PASSAGE SHOWN
_ _ _ _ _
[<prev] [next>] [thread-next>] [day] [month] [year] [list]
Message-Id: <20221104223604.29615-1-rick.p.edgecombe@intel.com>
Date: Fri, 4 Nov 2022 15:35:27 -0700
From: Rick Edgecombe <rick.p.edgecombe@...el.com>
To: x86@...nel.org, "H . Peter Anvin" <hpa@...or.com>,
Thomas Gleixner <tglx@...utronix.de>,
Ingo Molnar <mingo@...hat.com>, linux-kernel@...r.kernel.org,
linux-doc@...r.kernel.org, linux-mm@...ck.org,
linux-arch@...r.kernel.org, linux-api@...r.kernel.org,
Arnd Bergmann <arnd@...db.de>,
Andy Lutomirski <luto@...nel.org>,
Balbir Singh <bsingharora@...il.com>,
Borislav Petkov <bp@...en8.de>,
Cyrill Gorcunov <gorcunov@...il.com>,
Dave Hansen <dave.hansen@...ux.intel.com>,
Eugene Syromiatnikov <esyr@...hat.com>,
Florian Weimer <fweimer@...hat.com>,
"H . J . Lu" <hjl.tools@...il.com>, Jann Horn <jannh@...gle.com>,
Jonathan Corbet <corbet@....net>,
Kees Cook <keescook@...omium.org>,
Mike Kravetz <mike.kravetz@...cle.com>,
Nadav Amit <nadav.amit@...il.com>,
Oleg Nesterov <oleg@...hat.com>, Pavel Machek <pavel@....cz>,
Peter Zijlstra <peterz@...radead.org>,
Randy Dunlap <rdunlap@...radead.org>,
"Ravi V . Shankar" <ravi.v.shankar@...el.com>,
Weijiang Yang <weijiang.yang@...el.com>,
"Kirill A . Shutemov" <kirill.shutemov@...ux.intel.com>,
John Allen <john.allen@....com>, kcc@...gle.com,
eranian@...gle.com, rppt@...nel.org, jamorris@...ux.microsoft.com,
dethoma@...rosoft.com, akpm@...ux-foundation.org
Cc: rick.p.edgecombe@...el.com
Subject: [PATCH v3 00/37] Shadow stacks for userspace
Hi,
This series implements Shadow Stacks for userspace using x86's Control-flow
enforcement technology (CET). CET consists of two related security features:
Shadow Stacks and Indirect Branch Tracking. This series implements just the
Shadow Stack part of this feature, and just for userspace.
_ _ _ _ _
Continue the shadow stacks patch announcement from where it stops, before the entries begin.

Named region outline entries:
_ _ _ _ _
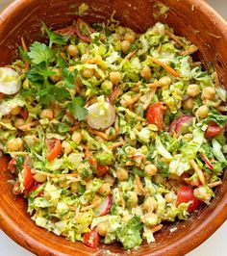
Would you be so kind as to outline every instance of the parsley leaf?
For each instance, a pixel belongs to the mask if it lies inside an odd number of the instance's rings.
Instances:
[[[78,121],[85,120],[86,115],[88,115],[88,110],[84,108],[85,100],[81,96],[76,96],[72,99],[67,106],[71,115],[77,119]]]
[[[55,61],[55,52],[45,43],[35,41],[30,47],[27,55],[35,64],[41,63],[53,63]]]
[[[30,82],[35,84],[42,84],[47,82],[48,77],[54,75],[55,72],[50,68],[47,68],[45,64],[42,63],[38,65],[32,67],[26,74],[26,77]]]
[[[65,37],[65,36],[62,36],[60,34],[57,34],[55,32],[52,32],[51,30],[49,30],[46,25],[42,22],[42,28],[44,29],[45,33],[47,34],[50,42],[49,42],[49,46],[52,47],[53,43],[59,45],[59,46],[63,46],[65,45],[69,39],[69,37]]]

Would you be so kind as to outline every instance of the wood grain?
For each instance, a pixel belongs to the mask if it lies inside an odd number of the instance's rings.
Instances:
[[[105,21],[116,11],[116,18],[123,25],[144,32],[154,24],[154,4],[162,2],[170,10],[167,17],[159,20],[172,26],[178,35],[190,39],[199,47],[196,57],[208,65],[214,63],[220,81],[227,87],[227,25],[204,1],[201,0],[17,0],[0,16],[1,64],[16,57],[20,37],[29,43],[40,36],[40,20],[55,29],[69,25],[75,18],[75,3],[86,2],[89,11],[84,16],[88,22]],[[81,243],[72,243],[35,225],[26,213],[26,202],[15,197],[8,180],[12,179],[0,166],[0,226],[15,242],[32,252],[41,255],[128,255],[118,244],[101,244],[97,249]],[[168,223],[156,235],[156,243],[143,243],[131,255],[184,255],[208,239],[227,218],[227,173],[216,197],[209,207],[200,207],[189,221]],[[170,232],[172,227],[177,227]]]

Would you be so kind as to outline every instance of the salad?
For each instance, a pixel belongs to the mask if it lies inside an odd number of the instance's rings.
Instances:
[[[227,166],[227,92],[198,48],[162,23],[41,31],[0,67],[0,166],[36,224],[131,249],[209,205]]]

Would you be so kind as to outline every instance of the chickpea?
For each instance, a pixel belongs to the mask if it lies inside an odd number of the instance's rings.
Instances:
[[[83,76],[86,78],[91,78],[94,75],[94,69],[92,68],[86,68],[83,71]]]
[[[209,108],[206,105],[203,105],[198,108],[196,114],[200,118],[206,118],[209,114]]]
[[[109,183],[110,185],[114,185],[115,182],[115,178],[110,174],[106,174],[103,178],[103,181]]]
[[[113,85],[117,86],[121,81],[121,73],[119,71],[111,72],[110,80],[113,83]]]
[[[73,134],[72,134],[72,141],[74,142],[76,142],[77,144],[80,144],[81,141],[82,141],[82,134],[81,132],[79,131],[75,131]]]
[[[147,197],[146,200],[143,202],[142,209],[145,212],[154,212],[157,209],[158,203],[154,197]]]
[[[62,142],[62,148],[64,154],[68,155],[72,151],[70,143],[66,141]]]
[[[149,164],[145,166],[144,171],[147,176],[154,176],[158,172],[158,168],[155,165]]]
[[[177,195],[174,192],[170,192],[164,195],[164,199],[168,203],[173,203],[177,199]]]
[[[21,151],[23,149],[23,141],[20,138],[11,139],[7,143],[10,152]]]
[[[162,87],[169,87],[172,84],[172,79],[169,76],[164,76],[159,80]]]
[[[54,118],[54,112],[51,109],[45,109],[41,112],[40,117],[45,119],[53,119]]]
[[[81,56],[81,62],[83,64],[85,64],[86,62],[88,62],[89,60],[89,54],[88,53],[85,53]]]
[[[132,207],[138,204],[138,194],[136,192],[127,192],[126,196],[128,197],[128,202]]]
[[[121,41],[121,50],[124,54],[126,54],[129,51],[130,45],[131,45],[131,43],[128,40],[122,40]]]
[[[72,191],[73,192],[78,192],[78,184],[77,184],[77,182],[72,182],[72,183],[70,184],[70,188],[71,188],[71,191]]]
[[[215,96],[215,89],[212,87],[207,87],[203,90],[202,99],[210,99],[213,100]]]
[[[192,110],[194,107],[194,102],[192,98],[188,98],[183,102],[183,108],[185,110]]]
[[[126,33],[124,35],[124,39],[128,40],[131,43],[134,43],[136,40],[135,33]]]
[[[120,104],[122,107],[127,108],[132,103],[133,103],[133,99],[130,95],[125,94],[121,97]]]
[[[116,177],[119,181],[127,180],[129,177],[128,170],[123,167],[118,167],[116,170]]]
[[[101,222],[97,226],[98,234],[102,237],[105,237],[107,235],[107,231],[109,228],[108,222]]]
[[[189,85],[187,89],[187,94],[189,97],[196,97],[200,93],[200,88],[196,84]]]
[[[118,33],[114,33],[113,37],[115,41],[120,40],[120,35]]]
[[[24,137],[24,141],[31,148],[38,141],[38,139],[36,135],[27,135]]]
[[[151,68],[148,65],[145,65],[141,71],[140,71],[141,77],[143,77],[145,80],[148,80],[151,78]]]
[[[14,108],[11,111],[11,115],[16,115],[20,114],[20,111],[21,111],[21,107],[19,107],[19,106],[14,107]]]
[[[23,118],[16,118],[15,122],[14,122],[14,127],[18,128],[18,127],[20,127],[21,125],[24,125],[24,124],[25,124],[25,120]]]
[[[109,183],[103,183],[102,187],[99,188],[98,192],[102,195],[108,195],[111,192],[111,185]]]
[[[50,76],[50,80],[53,82],[53,83],[58,83],[62,80],[62,77],[63,77],[63,73],[62,73],[62,70],[58,67],[55,67],[52,69],[53,72],[55,72],[54,75]]]
[[[70,44],[67,47],[67,52],[71,57],[75,57],[79,54],[78,48],[76,47],[76,45]]]
[[[194,196],[206,203],[208,203],[212,198],[212,194],[205,187],[194,189]]]
[[[34,175],[34,179],[37,181],[37,182],[45,182],[46,181],[46,175],[42,174],[42,173],[36,173]]]

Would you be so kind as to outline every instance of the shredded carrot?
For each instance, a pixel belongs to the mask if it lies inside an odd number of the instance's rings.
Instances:
[[[217,75],[216,71],[214,72],[214,78],[215,87],[218,88],[220,86],[220,82],[219,82],[218,75]]]
[[[202,184],[205,184],[205,178],[203,175],[202,169],[198,166],[198,165],[195,163],[195,161],[192,159],[190,160],[190,165],[193,167],[195,173],[198,175],[199,180],[201,181]]]
[[[163,67],[164,67],[168,73],[170,73],[170,74],[173,75],[174,77],[179,77],[179,76],[180,76],[176,70],[174,70],[171,66],[165,64],[164,63],[161,62],[160,60],[158,60],[158,59],[156,59],[156,58],[154,58],[154,57],[149,57],[149,59],[150,59],[153,63],[155,63],[155,64],[157,64],[163,66]]]
[[[197,50],[198,50],[198,47],[195,46],[194,44],[192,44],[192,45],[190,45],[190,46],[189,47],[188,50],[181,52],[180,55],[181,55],[181,56],[190,55],[190,54],[192,54],[192,53],[197,52]]]
[[[185,47],[185,43],[182,42],[182,40],[177,36],[172,34],[170,31],[165,30],[165,34],[168,36],[168,38],[175,40],[181,47]]]
[[[99,132],[99,131],[94,130],[94,129],[92,129],[92,128],[88,128],[88,131],[89,131],[91,134],[93,134],[93,135],[97,135],[97,136],[99,136],[100,138],[102,138],[102,139],[108,141],[108,135],[106,135],[105,133],[103,133],[103,132]]]
[[[49,173],[45,171],[38,171],[38,173],[46,175],[47,177],[50,177],[50,178],[67,178],[67,177],[77,178],[78,177],[77,173],[55,174],[55,173]]]
[[[141,183],[140,177],[139,177],[138,174],[136,174],[136,175],[135,175],[135,178],[136,178],[136,182],[137,182],[138,188],[139,188],[142,192],[144,192],[145,191],[144,191],[143,185],[142,185],[142,183]]]
[[[90,205],[85,206],[81,208],[81,212],[86,212],[89,209],[95,208],[96,206],[100,205],[101,203],[101,199],[98,198],[96,201],[94,201],[93,203],[91,203]]]
[[[214,187],[217,187],[217,186],[219,186],[219,185],[221,185],[221,184],[222,184],[221,181],[216,181],[216,182],[209,183],[209,184],[208,184],[208,187],[209,187],[209,188],[214,188]]]
[[[152,228],[151,228],[151,232],[152,232],[152,233],[155,233],[155,232],[157,232],[157,231],[160,231],[163,227],[164,227],[163,224],[160,224],[160,225],[158,225],[158,226],[152,227]]]

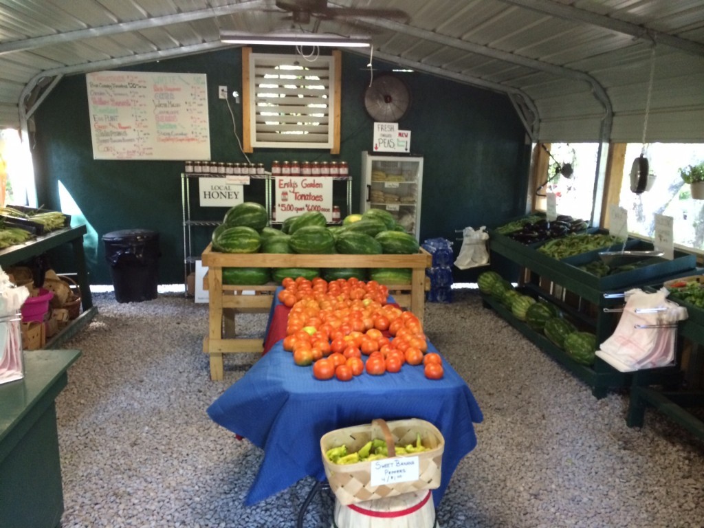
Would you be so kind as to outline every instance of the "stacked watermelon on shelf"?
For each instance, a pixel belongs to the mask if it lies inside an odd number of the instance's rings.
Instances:
[[[579,331],[554,304],[520,293],[495,271],[480,273],[477,283],[482,294],[501,302],[516,319],[543,334],[575,362],[593,365],[598,348],[596,336]]]
[[[222,223],[213,232],[213,251],[231,253],[298,253],[329,255],[411,255],[418,252],[415,238],[406,233],[391,214],[371,209],[349,215],[341,226],[327,226],[322,213],[310,211],[287,219],[277,229],[268,225],[265,208],[244,202],[230,208]],[[263,284],[286,277],[326,280],[356,277],[376,280],[382,284],[408,284],[410,268],[223,268],[222,280],[229,284]]]

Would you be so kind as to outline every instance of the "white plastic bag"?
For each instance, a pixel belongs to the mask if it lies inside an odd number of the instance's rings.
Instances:
[[[486,230],[484,225],[476,231],[472,227],[465,227],[462,232],[462,249],[455,260],[455,266],[460,270],[468,270],[489,264],[489,251],[486,249],[489,233]]]

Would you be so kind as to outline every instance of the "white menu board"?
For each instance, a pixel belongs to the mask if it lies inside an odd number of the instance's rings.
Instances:
[[[206,75],[86,74],[96,160],[209,160]]]

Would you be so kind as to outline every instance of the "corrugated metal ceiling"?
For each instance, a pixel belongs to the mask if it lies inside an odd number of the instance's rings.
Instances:
[[[315,0],[287,0],[291,4]],[[407,20],[315,17],[368,34],[375,56],[506,93],[534,140],[704,140],[702,0],[334,0]],[[227,46],[220,30],[289,27],[274,0],[0,0],[0,125],[18,127],[64,75]]]

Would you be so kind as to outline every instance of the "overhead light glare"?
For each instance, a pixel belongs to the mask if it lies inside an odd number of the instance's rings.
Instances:
[[[227,44],[262,46],[320,46],[334,48],[368,48],[371,42],[367,37],[341,37],[318,33],[279,33],[253,34],[237,31],[220,32],[220,42]]]

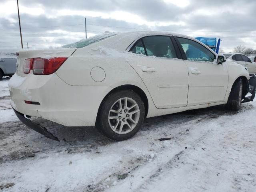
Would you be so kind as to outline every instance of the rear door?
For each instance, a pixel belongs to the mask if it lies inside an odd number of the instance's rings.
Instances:
[[[228,83],[225,63],[214,62],[215,55],[195,40],[178,37],[175,39],[186,58],[189,73],[188,106],[224,101]]]
[[[158,108],[184,107],[188,103],[188,69],[184,61],[177,58],[180,53],[176,52],[177,45],[173,42],[168,36],[142,38],[130,51],[145,56],[134,56],[127,61],[142,78]]]
[[[248,68],[249,73],[250,74],[255,74],[256,72],[256,64],[252,62],[251,60],[245,55],[241,55],[242,59],[245,64],[245,66]]]

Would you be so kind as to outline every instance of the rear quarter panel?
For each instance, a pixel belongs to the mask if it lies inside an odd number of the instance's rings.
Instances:
[[[111,54],[101,48],[89,47],[78,49],[55,73],[66,83],[74,86],[110,86],[112,89],[124,85],[136,86],[147,96],[148,116],[151,112],[154,113],[155,106],[140,77],[127,62],[130,57],[136,56],[126,52],[110,51]],[[91,71],[95,67],[104,70],[105,77],[101,82],[92,78]]]

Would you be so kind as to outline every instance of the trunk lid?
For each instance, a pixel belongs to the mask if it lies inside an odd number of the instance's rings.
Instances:
[[[45,50],[22,50],[17,53],[18,60],[16,64],[16,74],[18,76],[26,77],[28,75],[23,72],[25,60],[30,58],[49,58],[52,57],[68,57],[76,49],[53,49]]]

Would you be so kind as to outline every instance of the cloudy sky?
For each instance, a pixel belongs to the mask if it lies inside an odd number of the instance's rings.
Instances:
[[[221,47],[256,49],[256,1],[19,0],[23,42],[59,46],[104,31],[164,30],[221,38]],[[0,0],[0,48],[20,47],[16,0]]]

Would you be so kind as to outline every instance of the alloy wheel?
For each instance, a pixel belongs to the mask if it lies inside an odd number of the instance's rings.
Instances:
[[[121,98],[110,108],[108,123],[115,133],[126,134],[136,126],[140,115],[140,108],[134,100],[129,97]]]

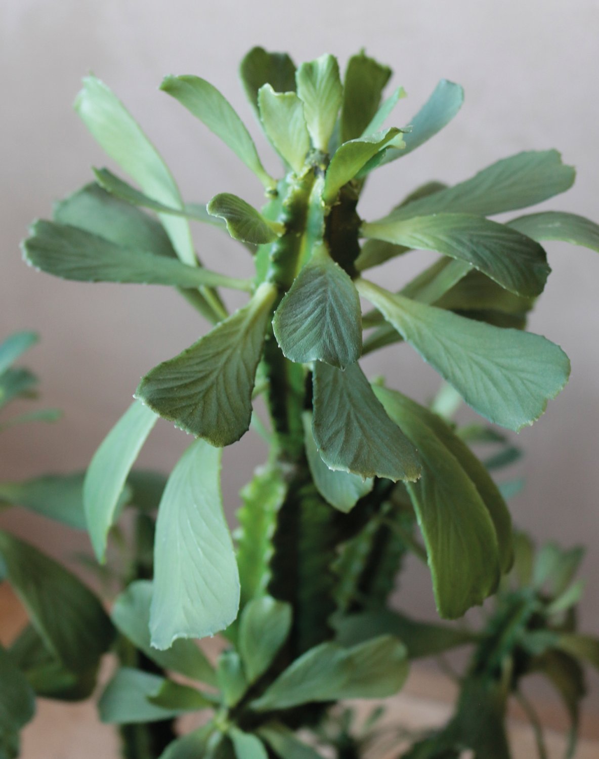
_ _ _ _ _
FINAL RESULT
The main use case for shadow stack is providing protection against return
oriented programming attacks. It works by maintaining a secondary (shadow)
stack using a special memory type that has protections against modification.
When executing a CALL instruction, the processor pushes the return address to
both the normal stack and to the special permissioned shadow stack. Upon RET,
the processor pops the shadow stack copy and compares it to the normal stack
copy. For more details, see the coverletter from v1 [0].
Thanks to all the reviewers of v2 [1]. There was a lot of very helpful
feedback. For v3 there are a lot of small changes, but not really any big ones.
I think the only remaining unresolved big issue is what to do about the
existing binaries that will fail if glibc is updated to utilize the shadow
stack kernel support. I am honestly not sure what is the right way forward.
More discussion on this below.
Other notable changes were:
- Dropping sigaltshstk support. It sounded like this could be a future
enhancement.
- Remove AMD patch (Thanks for Tested-by from John Allen)
- Promote ptrace/criu patches from OPTIONAL. If we might not have a new shadow
stack bit on day 1, we should give ptrace users something to work with.
- Detangle arch_prctl() numbers from LAM
Smaller changes are in the patches after the break.
This is off of v6.1-rc3 and this cleanup series [2]. Find the full tree here
[3].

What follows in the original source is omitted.